Start of Information given

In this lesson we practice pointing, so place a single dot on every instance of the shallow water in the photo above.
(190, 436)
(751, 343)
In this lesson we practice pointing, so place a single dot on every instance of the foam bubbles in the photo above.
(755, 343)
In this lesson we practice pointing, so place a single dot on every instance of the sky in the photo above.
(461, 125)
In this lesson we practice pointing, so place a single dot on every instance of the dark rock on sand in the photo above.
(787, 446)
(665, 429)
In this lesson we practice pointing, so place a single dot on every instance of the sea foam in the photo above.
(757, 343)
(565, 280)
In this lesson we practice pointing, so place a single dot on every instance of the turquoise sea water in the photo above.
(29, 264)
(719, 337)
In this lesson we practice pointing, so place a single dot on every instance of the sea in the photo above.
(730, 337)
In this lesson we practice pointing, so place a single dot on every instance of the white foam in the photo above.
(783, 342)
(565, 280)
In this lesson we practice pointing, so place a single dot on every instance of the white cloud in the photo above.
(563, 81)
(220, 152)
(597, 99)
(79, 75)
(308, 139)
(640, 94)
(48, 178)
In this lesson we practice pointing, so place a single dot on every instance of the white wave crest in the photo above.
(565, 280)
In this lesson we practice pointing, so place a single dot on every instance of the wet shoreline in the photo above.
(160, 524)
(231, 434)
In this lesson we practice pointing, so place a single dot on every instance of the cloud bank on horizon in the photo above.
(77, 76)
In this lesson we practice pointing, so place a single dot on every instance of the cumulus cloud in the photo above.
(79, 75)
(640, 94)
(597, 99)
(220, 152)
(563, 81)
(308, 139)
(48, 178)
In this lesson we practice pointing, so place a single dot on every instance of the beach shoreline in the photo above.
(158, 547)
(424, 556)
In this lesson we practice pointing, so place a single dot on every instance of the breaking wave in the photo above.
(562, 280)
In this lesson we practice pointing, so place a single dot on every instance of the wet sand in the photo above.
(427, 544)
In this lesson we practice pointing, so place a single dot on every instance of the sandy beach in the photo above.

End of Information given

▸ Exercise brief: Write out every line of the records exactly.

▸ Completed exercise:
In this lesson we practice pointing, so place a single dot on every instance of the shallow water in the photo above.
(190, 436)
(751, 343)
In this lesson we practice pointing, so place a single dot on every instance of the foam bubbles in the photo above.
(755, 343)
In this lesson we practice pointing, so place a single dot on every instance of the sky in the photo above.
(461, 125)
In this lesson we practice pointing, so place a single dot on every instance of the dark rock on sand in the photo above.
(787, 446)
(665, 429)
In this lesson we practice pointing, so place a single dot on every instance of the sea foam in the photo above.
(757, 343)
(565, 280)
In this lesson we practice pointing, so place a single dot on every instance of the turquoise sea water in the photo above.
(29, 264)
(719, 337)
In this lesson we practice pointing, so place a single dot on every instance of the sea in the photo above.
(730, 337)
In this lesson we practice pointing, so place a single dot on every instance of the white foam in the photo above.
(783, 342)
(565, 280)
In this lesson we practice pointing, so place a single dot on every instance of the white cloud in the photo above.
(563, 81)
(220, 152)
(597, 99)
(79, 75)
(308, 139)
(640, 94)
(48, 178)
In this lesson we practice pointing, so place a single dot on every instance of the white wave crest in the photo above.
(565, 280)
In this lesson we practice pointing, so place a single dot on every instance of the wet shoreline in the photo above.
(160, 524)
(231, 434)
In this lesson we practice pointing, so place a single dot on every instance of the cloud bank on horizon in the photo above.
(77, 76)
In this lesson we practice pointing, so place a single dot on every instance of the cumulus cloud in the photo above.
(79, 75)
(640, 94)
(597, 99)
(220, 152)
(563, 81)
(308, 139)
(48, 178)
In this lesson we practice pointing, so place a single dot on every instance of the beach shoreline in the photo above.
(158, 547)
(424, 556)
In this lesson we practice pointing, so place a single dot on every instance of the breaking wave in the photo above.
(562, 280)
In this lesson we practice pointing, so place a single dot on every instance of the wet sand in the photo above.
(427, 544)
In this lesson we practice pointing, so place a single dot on every instance of the sandy beach in the photo above.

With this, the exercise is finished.